Extrait du document:

-------

Figure 7.h – Exemple d’encodage des développements d’abréviations
Ces informations ne sont pas uniquement destinées à permettre un affichage imitatif du texte du manuscrit de base, mais pourront être réexploitées par des linguistes pour des études sur des phénomènes restreints, à l’instar de l’étude sur la ponctuation menée par A. Lavrentiev (2016).
Cette méthode a permis d’établir un rapport précis des modifications opérées. Par exemple, le corpus des Seint Confessor comporte 6300 abréviations sur un corpus de 67 folios à deux colonnes. L’utilisation de la note tironienne ⁊ représente 75 % des abréviations et 92 % des abréviations sont réparties entre sept signes différents. Outre le fait que ces informations permettent d’accompagner l’édition d’annexes précises sur la manière dont les abréviations ont été développées dans le corpus (voir tableau ci-dessous), ces statistiques montrent que le texte en langue vernaculaire peut être aisément lu sans une connaissance savante du système abréviatif.

-------

Tâche à réaliser: Recopiez intégralement, sans rien modifier, l'extrait ci-dessus sur le développement des abréviations.

-------

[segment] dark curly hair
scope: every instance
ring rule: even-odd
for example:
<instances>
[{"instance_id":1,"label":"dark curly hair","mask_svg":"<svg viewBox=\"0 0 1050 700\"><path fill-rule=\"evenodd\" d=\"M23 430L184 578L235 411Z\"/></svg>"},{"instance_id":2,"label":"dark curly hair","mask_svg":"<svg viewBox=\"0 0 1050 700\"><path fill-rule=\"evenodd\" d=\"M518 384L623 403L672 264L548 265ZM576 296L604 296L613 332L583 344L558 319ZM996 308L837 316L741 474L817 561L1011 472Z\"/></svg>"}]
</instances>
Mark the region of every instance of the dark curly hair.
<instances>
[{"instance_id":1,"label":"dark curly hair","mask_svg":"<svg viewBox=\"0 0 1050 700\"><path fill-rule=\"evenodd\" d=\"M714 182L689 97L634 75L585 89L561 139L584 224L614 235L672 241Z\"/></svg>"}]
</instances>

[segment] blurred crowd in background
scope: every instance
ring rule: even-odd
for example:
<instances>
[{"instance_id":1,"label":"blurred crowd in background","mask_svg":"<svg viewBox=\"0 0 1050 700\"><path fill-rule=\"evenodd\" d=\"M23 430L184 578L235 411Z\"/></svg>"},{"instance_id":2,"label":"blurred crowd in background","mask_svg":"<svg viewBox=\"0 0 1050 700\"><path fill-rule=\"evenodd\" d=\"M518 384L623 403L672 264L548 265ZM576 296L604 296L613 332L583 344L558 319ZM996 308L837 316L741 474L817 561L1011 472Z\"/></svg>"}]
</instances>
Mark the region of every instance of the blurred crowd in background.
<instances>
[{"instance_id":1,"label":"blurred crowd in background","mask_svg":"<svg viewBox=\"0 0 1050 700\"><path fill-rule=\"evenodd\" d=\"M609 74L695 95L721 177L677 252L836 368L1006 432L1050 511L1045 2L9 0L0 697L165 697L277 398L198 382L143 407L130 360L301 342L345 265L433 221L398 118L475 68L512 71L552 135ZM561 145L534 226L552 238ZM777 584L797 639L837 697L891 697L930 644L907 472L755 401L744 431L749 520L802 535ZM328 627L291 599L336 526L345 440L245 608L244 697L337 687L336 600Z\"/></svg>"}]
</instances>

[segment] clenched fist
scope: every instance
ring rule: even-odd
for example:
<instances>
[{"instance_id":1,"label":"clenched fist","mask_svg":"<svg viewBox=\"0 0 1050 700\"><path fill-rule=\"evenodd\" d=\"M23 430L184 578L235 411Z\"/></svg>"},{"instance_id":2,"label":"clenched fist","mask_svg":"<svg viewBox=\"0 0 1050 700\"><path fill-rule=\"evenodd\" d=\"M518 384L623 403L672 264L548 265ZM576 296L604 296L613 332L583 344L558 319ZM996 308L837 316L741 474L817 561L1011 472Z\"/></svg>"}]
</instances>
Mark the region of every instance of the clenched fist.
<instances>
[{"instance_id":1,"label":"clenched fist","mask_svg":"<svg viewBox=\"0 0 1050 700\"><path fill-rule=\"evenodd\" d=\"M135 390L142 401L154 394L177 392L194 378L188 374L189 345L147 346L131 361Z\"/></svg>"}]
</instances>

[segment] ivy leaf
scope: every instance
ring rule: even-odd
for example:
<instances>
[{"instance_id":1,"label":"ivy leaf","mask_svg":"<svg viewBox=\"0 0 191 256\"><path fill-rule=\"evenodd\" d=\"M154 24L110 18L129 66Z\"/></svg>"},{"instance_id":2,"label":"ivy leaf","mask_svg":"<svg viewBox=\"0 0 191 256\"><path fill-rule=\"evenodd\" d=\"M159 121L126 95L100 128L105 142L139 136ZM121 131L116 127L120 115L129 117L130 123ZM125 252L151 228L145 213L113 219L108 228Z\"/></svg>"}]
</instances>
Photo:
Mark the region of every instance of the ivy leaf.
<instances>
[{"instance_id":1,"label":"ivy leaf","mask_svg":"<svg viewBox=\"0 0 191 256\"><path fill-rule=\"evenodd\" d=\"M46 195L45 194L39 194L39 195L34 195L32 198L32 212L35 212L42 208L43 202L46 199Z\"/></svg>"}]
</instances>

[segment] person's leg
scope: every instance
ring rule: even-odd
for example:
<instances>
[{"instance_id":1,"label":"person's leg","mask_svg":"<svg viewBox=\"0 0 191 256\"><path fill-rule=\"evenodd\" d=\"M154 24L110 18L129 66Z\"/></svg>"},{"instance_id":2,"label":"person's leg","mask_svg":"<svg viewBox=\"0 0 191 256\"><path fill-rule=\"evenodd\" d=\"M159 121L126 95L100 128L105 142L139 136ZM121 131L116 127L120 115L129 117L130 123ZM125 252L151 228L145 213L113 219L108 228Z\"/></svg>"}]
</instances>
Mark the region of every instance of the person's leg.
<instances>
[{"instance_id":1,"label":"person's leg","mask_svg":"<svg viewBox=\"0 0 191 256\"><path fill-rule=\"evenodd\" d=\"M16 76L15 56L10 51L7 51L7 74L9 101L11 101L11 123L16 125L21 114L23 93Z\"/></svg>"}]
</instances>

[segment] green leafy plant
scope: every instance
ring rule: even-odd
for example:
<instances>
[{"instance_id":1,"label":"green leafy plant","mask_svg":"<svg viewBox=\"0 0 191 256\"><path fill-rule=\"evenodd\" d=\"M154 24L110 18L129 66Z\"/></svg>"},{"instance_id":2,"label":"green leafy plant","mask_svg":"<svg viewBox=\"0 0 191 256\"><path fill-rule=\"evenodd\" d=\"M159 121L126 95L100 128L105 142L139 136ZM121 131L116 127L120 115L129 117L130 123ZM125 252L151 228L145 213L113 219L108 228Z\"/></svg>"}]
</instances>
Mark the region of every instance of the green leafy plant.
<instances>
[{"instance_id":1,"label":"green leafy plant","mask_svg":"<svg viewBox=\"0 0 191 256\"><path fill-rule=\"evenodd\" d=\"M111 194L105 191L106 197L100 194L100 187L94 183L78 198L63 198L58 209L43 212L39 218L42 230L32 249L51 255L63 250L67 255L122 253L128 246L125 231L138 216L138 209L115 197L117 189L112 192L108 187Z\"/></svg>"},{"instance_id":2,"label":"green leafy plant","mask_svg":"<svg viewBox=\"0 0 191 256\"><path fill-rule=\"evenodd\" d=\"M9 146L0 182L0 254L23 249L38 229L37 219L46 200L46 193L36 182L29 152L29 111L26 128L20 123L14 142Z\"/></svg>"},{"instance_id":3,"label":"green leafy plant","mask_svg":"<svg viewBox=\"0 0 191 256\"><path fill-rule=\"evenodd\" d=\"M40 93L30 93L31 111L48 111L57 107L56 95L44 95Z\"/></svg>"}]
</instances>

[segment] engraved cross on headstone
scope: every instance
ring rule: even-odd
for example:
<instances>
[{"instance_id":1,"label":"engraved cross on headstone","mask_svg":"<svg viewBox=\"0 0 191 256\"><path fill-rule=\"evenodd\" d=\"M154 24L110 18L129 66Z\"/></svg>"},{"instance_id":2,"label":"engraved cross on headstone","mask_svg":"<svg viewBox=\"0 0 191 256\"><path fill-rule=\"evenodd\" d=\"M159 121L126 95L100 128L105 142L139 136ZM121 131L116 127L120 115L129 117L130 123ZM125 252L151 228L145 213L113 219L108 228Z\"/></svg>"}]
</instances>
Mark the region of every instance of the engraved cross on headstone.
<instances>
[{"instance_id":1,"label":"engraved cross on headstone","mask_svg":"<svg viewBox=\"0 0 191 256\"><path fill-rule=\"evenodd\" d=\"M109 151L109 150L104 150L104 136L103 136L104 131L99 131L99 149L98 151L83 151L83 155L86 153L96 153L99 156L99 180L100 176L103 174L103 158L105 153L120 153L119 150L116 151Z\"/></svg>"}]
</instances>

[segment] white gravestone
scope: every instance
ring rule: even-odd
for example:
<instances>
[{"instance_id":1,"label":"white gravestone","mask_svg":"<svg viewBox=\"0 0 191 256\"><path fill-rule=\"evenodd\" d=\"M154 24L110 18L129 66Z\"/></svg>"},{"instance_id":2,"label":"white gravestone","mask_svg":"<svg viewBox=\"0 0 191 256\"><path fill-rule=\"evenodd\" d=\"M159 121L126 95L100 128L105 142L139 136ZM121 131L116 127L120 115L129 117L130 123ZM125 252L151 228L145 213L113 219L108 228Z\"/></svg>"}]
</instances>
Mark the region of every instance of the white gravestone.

-------

Corrigé:
Figure 7.h – Exemple d’encodage des développements d’abréviations
Ces informations ne sont pas uniquement destinées à permettre un affichage imitatif du texte du manuscrit de base, mais pourront être réexploitées par des linguistes pour des études sur des phénomènes restreints, à l’instar de l’étude sur la ponctuation menée par A. Lavrentiev (2016).
Cette méthode a permis d’établir un rapport précis des modifications opérées. Par exemple, le corpus des Seint Confessor comporte 6300 abréviations sur un corpus de 67 folios à deux colonnes. L’utilisation de la note tironienne ⁊ représente 75 % des abréviations et 92 % des abréviations sont réparties entre sept signes différents. Outre le fait que ces informations permettent d’accompagner l’édition d’annexes précises sur la manière dont les abréviations ont été développées dans le corpus (voir tableau ci-dessous), ces statistiques montrent que le texte en langue vernaculaire peut être aisément lu sans une connaissance savante du système abréviatif.